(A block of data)
--- Begin ---
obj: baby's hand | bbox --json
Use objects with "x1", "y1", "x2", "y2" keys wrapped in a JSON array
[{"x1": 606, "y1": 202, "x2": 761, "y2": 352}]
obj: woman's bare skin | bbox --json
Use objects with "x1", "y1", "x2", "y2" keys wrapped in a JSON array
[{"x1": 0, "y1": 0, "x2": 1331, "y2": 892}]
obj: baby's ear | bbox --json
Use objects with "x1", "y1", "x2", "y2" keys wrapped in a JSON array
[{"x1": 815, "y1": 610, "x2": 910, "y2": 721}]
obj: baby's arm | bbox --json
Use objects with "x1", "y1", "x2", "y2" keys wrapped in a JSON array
--- End ---
### AIM OF THE TASK
Rewrite the listing above so that each "baby's" becomes "infant's", leaving everything else unchanged.

### OUTPUT
obj: infant's hand | bbox --json
Use objects with "x1", "y1", "x2", "y2" keys wrapped in a JSON array
[{"x1": 606, "y1": 202, "x2": 761, "y2": 352}]
obj: woman's bare skin | bbox --json
Use objects with "x1", "y1", "x2", "y2" keys wrapped in a JSON array
[{"x1": 0, "y1": 0, "x2": 1331, "y2": 892}]
obj: infant's ear | bbox --json
Use objects with "x1", "y1", "x2", "y2" keys wrapped in a JSON array
[{"x1": 815, "y1": 610, "x2": 910, "y2": 721}]
obj: infant's arm | bbox --json
Use objects with "x1", "y1", "x2", "y2" keys wrapped in a JSON array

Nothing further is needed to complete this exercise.